BEGIN DATA
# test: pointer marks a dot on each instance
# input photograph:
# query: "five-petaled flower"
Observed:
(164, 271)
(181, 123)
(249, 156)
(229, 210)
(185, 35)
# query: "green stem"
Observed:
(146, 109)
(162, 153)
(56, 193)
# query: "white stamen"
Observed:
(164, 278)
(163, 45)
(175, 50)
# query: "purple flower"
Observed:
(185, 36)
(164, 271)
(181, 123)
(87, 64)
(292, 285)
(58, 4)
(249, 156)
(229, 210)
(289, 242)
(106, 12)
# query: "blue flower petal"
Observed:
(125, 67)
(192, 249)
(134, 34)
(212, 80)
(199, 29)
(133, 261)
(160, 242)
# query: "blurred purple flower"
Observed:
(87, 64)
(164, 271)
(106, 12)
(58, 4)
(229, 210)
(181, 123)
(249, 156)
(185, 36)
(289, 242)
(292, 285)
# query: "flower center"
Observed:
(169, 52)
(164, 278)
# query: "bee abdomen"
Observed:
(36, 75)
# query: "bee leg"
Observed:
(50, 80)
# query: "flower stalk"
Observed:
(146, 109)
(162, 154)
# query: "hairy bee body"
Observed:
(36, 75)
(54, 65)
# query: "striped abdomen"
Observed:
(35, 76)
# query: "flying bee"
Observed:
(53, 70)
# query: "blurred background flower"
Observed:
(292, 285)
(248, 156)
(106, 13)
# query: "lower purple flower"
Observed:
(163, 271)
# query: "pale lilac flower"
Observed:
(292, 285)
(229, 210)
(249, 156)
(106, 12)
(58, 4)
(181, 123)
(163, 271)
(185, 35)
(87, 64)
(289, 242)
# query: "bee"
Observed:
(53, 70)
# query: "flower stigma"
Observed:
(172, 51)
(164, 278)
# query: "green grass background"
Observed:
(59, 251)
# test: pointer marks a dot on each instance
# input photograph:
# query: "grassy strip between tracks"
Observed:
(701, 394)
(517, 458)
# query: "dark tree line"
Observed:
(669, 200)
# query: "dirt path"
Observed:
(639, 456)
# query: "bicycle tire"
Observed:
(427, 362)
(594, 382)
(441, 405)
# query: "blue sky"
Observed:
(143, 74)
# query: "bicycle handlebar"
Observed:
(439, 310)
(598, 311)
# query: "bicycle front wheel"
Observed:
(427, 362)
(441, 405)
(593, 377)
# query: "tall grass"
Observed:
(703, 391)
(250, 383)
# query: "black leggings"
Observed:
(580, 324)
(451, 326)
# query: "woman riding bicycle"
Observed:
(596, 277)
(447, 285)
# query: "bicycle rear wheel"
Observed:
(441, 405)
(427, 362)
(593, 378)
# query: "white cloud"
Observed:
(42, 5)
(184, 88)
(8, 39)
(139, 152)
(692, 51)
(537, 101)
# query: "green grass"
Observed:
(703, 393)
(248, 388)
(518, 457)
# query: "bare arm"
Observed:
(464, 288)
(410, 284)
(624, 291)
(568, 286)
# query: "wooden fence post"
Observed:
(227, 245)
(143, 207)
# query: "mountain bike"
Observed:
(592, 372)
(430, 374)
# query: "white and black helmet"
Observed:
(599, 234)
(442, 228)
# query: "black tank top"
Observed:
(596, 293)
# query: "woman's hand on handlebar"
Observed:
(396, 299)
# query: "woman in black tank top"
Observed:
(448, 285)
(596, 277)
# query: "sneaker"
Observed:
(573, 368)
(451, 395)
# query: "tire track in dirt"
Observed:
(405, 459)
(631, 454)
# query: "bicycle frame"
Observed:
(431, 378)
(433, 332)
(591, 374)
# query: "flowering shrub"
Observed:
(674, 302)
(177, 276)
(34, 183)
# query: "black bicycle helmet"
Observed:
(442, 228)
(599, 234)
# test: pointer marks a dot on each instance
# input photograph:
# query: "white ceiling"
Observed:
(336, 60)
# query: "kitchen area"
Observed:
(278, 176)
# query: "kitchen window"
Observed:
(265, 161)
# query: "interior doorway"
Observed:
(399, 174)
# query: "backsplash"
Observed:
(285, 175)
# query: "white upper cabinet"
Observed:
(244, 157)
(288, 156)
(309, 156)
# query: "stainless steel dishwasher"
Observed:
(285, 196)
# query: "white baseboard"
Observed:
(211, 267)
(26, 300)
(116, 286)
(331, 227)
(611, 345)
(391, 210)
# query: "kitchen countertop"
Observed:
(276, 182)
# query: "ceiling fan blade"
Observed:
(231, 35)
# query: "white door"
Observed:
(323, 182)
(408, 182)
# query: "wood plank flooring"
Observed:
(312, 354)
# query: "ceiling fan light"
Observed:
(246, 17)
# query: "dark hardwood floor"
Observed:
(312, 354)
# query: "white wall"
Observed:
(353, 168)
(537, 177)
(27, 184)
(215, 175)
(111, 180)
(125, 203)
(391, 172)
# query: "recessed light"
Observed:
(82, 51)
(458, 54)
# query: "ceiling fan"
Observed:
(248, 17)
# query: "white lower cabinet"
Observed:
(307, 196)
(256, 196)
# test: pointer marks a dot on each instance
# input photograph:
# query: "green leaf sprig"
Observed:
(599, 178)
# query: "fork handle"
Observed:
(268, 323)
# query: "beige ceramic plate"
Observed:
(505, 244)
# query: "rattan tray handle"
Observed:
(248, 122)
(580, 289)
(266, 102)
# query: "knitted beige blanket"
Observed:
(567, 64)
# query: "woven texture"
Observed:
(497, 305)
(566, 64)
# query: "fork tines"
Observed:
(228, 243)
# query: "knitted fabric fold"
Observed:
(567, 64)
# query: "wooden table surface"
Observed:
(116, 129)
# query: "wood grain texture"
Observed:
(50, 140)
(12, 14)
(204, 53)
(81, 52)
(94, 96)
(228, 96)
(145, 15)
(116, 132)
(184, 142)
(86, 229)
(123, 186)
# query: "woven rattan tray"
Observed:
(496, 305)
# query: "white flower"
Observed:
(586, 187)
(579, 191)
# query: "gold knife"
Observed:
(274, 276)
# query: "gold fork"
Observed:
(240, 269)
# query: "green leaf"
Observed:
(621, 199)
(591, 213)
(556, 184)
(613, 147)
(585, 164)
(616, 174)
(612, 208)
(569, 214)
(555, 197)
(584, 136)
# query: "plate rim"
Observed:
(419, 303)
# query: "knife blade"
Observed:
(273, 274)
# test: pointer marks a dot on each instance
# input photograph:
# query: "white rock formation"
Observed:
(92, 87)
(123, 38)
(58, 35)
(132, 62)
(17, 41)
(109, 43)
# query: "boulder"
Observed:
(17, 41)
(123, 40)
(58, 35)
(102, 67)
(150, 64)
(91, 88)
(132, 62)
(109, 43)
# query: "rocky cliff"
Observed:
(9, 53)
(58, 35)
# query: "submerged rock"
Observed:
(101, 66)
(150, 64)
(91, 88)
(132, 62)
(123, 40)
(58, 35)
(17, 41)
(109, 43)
END DATA
__ACTIVITY__: Line by line, copy the entries above exactly as they appear.

__OUTPUT OF THE EXERCISE__:
# test: pointer marks a dot on each instance
# input photograph:
# query: "five-petaled flower"
Observed:
(164, 271)
(181, 123)
(249, 156)
(229, 210)
(185, 35)
# query: "green stem"
Observed:
(146, 109)
(162, 153)
(56, 193)
# query: "white stamen"
Observed:
(164, 278)
(163, 45)
(175, 50)
# query: "purple flower"
Observed:
(185, 36)
(164, 271)
(181, 123)
(87, 64)
(292, 285)
(58, 4)
(249, 156)
(229, 210)
(289, 242)
(106, 12)
# query: "blue flower petal"
Observed:
(125, 67)
(192, 249)
(134, 34)
(212, 80)
(199, 29)
(133, 261)
(160, 242)
# query: "blurred purple flower"
Observed:
(87, 64)
(164, 271)
(106, 12)
(58, 4)
(229, 210)
(181, 123)
(249, 156)
(185, 36)
(289, 242)
(292, 285)
# query: "flower center"
Observed:
(169, 52)
(164, 278)
# query: "bee abdomen"
Observed:
(36, 75)
# query: "bee leg"
Observed:
(50, 80)
# query: "flower stalk"
Observed:
(146, 109)
(162, 154)
# query: "hairy bee body"
Observed:
(36, 75)
(54, 65)
# query: "striped abdomen"
Observed:
(35, 76)
# query: "flying bee"
Observed:
(53, 70)
# query: "blurred background flower"
Observed:
(292, 285)
(248, 156)
(106, 13)
# query: "lower purple flower"
Observed:
(163, 271)
# query: "pale lilac flower"
Observed:
(292, 285)
(229, 210)
(249, 156)
(106, 12)
(58, 4)
(181, 123)
(163, 271)
(185, 35)
(87, 64)
(289, 242)
# query: "bee"
Observed:
(53, 70)
# query: "flower stigma"
Observed:
(172, 51)
(164, 278)
# query: "green grass background"
Observed:
(59, 251)
# test: pointer marks a dot on each instance
# input photograph:
# query: "grassy strip between tracks"
Observed:
(701, 394)
(517, 458)
# query: "dark tree line"
Observed:
(669, 200)
# query: "dirt path"
Observed:
(639, 456)
# query: "bicycle tire"
Observed:
(427, 362)
(594, 382)
(441, 405)
# query: "blue sky"
Observed:
(143, 74)
# query: "bicycle handlebar"
Observed:
(439, 310)
(598, 311)
# query: "bicycle front wheel"
Observed:
(427, 362)
(441, 405)
(593, 377)
# query: "tall grass"
Observed:
(703, 391)
(250, 383)
# query: "black leggings"
Observed:
(580, 324)
(451, 326)
# query: "woman riding bicycle"
Observed:
(596, 277)
(447, 285)
# query: "bicycle rear wheel"
Observed:
(441, 405)
(427, 362)
(593, 378)
# query: "white cloud"
Observed:
(42, 5)
(184, 88)
(8, 39)
(139, 152)
(692, 51)
(537, 101)
# query: "green grass"
Observed:
(703, 393)
(248, 388)
(518, 457)
# query: "bare arm"
Observed:
(464, 288)
(410, 284)
(624, 291)
(568, 286)
# query: "wooden fence post"
Observed:
(227, 245)
(143, 207)
# query: "mountain bike"
Observed:
(592, 372)
(430, 374)
# query: "white and black helmet"
Observed:
(599, 234)
(442, 228)
# query: "black tank top"
Observed:
(596, 293)
# query: "woman's hand on handlebar"
Observed:
(396, 299)
# query: "woman in black tank top"
Observed:
(448, 285)
(596, 277)
# query: "sneaker"
Observed:
(573, 368)
(451, 395)
# query: "tire track in dirt"
Observed:
(405, 459)
(631, 454)
# query: "bicycle frame"
Observed:
(431, 378)
(433, 332)
(591, 374)
# query: "flowering shrub"
Observed:
(674, 302)
(177, 276)
(34, 183)
# query: "black bicycle helmet"
Observed:
(442, 228)
(599, 234)
# test: pointer marks a dot on each instance
# input photograph:
# query: "white ceiling"
Observed:
(336, 60)
# query: "kitchen area"
Observed:
(278, 176)
# query: "kitchen window"
Observed:
(265, 161)
# query: "interior doorway"
Observed:
(399, 174)
# query: "backsplash"
Observed:
(285, 175)
# query: "white upper cabinet"
Observed:
(244, 157)
(288, 156)
(309, 156)
# query: "stainless steel dishwasher"
Observed:
(285, 196)
# query: "white baseboard"
Observed:
(211, 267)
(26, 300)
(116, 286)
(331, 227)
(611, 345)
(391, 210)
# query: "kitchen countertop"
Observed:
(276, 182)
# query: "ceiling fan blade"
Observed:
(231, 35)
# query: "white door"
Observed:
(323, 182)
(408, 182)
# query: "wood plank flooring"
Observed:
(312, 354)
# query: "ceiling fan light"
Observed:
(246, 17)
# query: "dark hardwood floor"
Observed:
(312, 354)
# query: "white wall"
Observed:
(353, 168)
(537, 177)
(27, 184)
(215, 175)
(111, 180)
(125, 203)
(391, 172)
# query: "recessed light"
Observed:
(82, 51)
(458, 54)
# query: "ceiling fan"
Observed:
(248, 17)
# query: "white lower cabinet"
Observed:
(307, 196)
(256, 196)
# test: pointer marks a dot on each instance
# input photograph:
# query: "green leaf sprig"
Observed:
(599, 178)
# query: "fork handle"
Observed:
(268, 323)
# query: "beige ceramic plate"
Observed:
(505, 244)
# query: "rattan tray handle"
Observed:
(248, 122)
(580, 289)
(266, 102)
# query: "knitted beige blanket"
Observed:
(567, 64)
# query: "woven texture"
Observed:
(497, 305)
(566, 64)
# query: "fork tines"
Observed:
(228, 243)
# query: "knitted fabric fold"
Observed:
(567, 64)
# query: "wooden table surface"
Observed:
(116, 129)
# query: "wood grain texture"
Observed:
(50, 140)
(12, 14)
(204, 53)
(81, 52)
(94, 96)
(228, 96)
(145, 15)
(116, 132)
(184, 142)
(86, 229)
(123, 186)
# query: "woven rattan tray"
Observed:
(496, 305)
# query: "white flower"
Observed:
(586, 187)
(579, 191)
# query: "gold knife"
Observed:
(274, 276)
# query: "gold fork"
Observed:
(240, 269)
# query: "green leaf"
Observed:
(621, 199)
(591, 213)
(556, 184)
(613, 147)
(585, 164)
(616, 174)
(612, 208)
(569, 214)
(555, 197)
(584, 136)
# query: "plate rim"
Observed:
(419, 303)
# query: "knife blade"
Observed:
(273, 274)
# test: pointer marks a dot on each instance
# input photograph:
# query: "white rock formation"
Observed:
(92, 87)
(123, 38)
(58, 35)
(132, 62)
(17, 41)
(109, 43)
# query: "boulder"
Observed:
(17, 41)
(123, 40)
(58, 35)
(102, 67)
(150, 64)
(91, 88)
(132, 62)
(109, 43)
# query: "rocky cliff"
Observed:
(9, 53)
(58, 35)
# query: "submerged rock"
Observed:
(101, 66)
(150, 64)
(91, 88)
(132, 62)
(123, 40)
(58, 35)
(17, 41)
(109, 43)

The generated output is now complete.